--- Input Enclosed Below ---

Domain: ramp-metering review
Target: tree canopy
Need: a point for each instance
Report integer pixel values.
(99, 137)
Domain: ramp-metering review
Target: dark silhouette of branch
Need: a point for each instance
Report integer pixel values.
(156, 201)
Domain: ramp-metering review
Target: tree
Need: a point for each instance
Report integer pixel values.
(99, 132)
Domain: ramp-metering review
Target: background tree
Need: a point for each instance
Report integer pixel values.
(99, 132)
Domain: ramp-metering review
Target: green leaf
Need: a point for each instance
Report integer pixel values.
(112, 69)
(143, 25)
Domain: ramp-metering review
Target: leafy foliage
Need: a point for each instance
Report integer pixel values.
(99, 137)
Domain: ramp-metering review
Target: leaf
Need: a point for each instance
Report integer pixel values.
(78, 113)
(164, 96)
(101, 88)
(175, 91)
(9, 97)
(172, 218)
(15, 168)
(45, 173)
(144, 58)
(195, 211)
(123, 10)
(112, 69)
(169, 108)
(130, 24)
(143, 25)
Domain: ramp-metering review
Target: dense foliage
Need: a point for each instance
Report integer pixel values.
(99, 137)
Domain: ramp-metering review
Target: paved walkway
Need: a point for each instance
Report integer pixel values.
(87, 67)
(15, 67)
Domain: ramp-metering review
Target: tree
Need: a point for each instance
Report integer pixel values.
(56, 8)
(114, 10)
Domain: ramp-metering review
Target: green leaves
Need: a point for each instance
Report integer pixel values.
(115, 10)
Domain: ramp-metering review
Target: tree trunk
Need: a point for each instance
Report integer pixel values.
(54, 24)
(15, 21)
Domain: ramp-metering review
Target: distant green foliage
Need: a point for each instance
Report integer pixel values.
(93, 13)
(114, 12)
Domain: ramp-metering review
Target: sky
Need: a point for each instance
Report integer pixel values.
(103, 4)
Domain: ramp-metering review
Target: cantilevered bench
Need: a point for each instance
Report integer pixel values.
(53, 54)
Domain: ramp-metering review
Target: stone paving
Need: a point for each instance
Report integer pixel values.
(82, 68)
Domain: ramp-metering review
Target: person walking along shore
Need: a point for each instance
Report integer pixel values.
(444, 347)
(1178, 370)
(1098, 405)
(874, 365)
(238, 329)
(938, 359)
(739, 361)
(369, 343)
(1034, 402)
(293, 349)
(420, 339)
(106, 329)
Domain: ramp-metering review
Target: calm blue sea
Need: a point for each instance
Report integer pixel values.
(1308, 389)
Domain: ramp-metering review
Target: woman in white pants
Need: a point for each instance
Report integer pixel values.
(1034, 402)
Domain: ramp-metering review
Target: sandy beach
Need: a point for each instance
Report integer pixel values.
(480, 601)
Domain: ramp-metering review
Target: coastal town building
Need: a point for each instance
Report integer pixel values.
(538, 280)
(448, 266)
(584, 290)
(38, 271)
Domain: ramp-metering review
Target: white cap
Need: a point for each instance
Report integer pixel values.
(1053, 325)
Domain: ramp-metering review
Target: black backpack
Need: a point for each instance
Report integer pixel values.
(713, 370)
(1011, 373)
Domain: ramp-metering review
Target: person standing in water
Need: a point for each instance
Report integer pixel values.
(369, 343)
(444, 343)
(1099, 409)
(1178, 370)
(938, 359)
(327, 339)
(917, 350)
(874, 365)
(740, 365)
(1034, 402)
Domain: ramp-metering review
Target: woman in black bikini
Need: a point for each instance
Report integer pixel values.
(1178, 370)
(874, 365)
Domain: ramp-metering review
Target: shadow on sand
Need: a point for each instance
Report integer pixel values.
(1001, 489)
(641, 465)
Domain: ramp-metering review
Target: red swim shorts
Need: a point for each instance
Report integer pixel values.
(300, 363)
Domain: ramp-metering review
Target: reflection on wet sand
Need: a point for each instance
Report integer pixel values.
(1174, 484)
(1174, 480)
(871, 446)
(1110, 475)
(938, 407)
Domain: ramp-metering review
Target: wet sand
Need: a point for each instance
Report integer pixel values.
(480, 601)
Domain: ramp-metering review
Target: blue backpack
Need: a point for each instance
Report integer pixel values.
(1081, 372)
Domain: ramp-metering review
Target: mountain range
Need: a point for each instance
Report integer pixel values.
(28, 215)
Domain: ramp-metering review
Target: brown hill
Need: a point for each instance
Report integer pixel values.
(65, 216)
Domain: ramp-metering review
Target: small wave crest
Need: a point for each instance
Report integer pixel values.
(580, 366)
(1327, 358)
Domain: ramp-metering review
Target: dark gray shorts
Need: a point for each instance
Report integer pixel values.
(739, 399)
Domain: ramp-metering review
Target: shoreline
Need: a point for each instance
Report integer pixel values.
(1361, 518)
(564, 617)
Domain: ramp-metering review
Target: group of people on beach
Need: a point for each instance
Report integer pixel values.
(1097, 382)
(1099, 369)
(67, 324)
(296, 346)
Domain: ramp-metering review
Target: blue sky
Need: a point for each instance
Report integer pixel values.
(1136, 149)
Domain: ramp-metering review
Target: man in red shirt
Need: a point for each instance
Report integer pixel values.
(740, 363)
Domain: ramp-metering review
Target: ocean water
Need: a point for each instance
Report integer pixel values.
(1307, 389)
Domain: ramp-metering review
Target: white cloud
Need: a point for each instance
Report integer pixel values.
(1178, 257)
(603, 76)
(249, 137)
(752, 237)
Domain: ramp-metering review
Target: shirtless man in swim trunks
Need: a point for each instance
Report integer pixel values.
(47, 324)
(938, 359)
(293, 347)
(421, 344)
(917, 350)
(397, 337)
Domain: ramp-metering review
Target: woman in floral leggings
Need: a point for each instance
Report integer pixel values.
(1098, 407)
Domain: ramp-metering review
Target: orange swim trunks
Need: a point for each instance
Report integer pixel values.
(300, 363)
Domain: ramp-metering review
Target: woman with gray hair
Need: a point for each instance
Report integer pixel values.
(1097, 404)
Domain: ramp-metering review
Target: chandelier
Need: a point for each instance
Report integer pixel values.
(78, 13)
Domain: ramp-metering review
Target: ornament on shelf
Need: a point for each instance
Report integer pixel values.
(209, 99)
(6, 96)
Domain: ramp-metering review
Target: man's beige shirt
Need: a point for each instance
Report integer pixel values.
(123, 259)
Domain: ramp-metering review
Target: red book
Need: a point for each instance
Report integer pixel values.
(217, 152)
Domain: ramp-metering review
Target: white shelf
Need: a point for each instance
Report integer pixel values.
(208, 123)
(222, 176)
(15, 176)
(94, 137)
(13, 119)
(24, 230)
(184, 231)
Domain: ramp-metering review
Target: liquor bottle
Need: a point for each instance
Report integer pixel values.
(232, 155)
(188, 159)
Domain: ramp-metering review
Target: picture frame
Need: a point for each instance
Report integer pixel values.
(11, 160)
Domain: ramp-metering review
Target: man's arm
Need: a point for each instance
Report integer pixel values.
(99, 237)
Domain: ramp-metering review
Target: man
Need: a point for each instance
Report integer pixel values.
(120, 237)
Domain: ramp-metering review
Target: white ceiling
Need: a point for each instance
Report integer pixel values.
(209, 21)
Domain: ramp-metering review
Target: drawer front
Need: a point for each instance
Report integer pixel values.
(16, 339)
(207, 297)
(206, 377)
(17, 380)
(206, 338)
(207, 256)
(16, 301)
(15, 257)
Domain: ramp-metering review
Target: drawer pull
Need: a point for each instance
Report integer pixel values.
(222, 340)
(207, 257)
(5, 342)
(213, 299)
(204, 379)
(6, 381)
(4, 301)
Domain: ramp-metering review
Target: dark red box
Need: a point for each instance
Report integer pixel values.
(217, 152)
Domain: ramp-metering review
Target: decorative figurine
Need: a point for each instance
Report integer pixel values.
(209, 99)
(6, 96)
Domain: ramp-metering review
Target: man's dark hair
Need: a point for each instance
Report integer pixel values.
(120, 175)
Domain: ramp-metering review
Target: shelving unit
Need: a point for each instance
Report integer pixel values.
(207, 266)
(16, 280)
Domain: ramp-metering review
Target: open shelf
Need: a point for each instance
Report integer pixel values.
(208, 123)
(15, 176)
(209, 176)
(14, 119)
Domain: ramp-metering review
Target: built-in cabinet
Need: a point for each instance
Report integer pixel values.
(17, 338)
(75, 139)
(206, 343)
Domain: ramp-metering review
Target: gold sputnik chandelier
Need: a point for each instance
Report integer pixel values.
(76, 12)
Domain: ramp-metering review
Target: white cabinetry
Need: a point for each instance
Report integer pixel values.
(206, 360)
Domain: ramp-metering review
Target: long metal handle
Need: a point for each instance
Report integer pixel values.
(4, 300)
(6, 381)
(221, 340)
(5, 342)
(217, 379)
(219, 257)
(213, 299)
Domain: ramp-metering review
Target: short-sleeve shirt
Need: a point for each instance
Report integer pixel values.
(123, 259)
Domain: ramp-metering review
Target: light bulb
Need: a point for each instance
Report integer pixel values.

--- End of Enclosed Input ---

### Problem
When a line in the data holds the word "green", show that line.

### Answer to this task
Target: green leaf
Target: green leaves
Target: distant green foliage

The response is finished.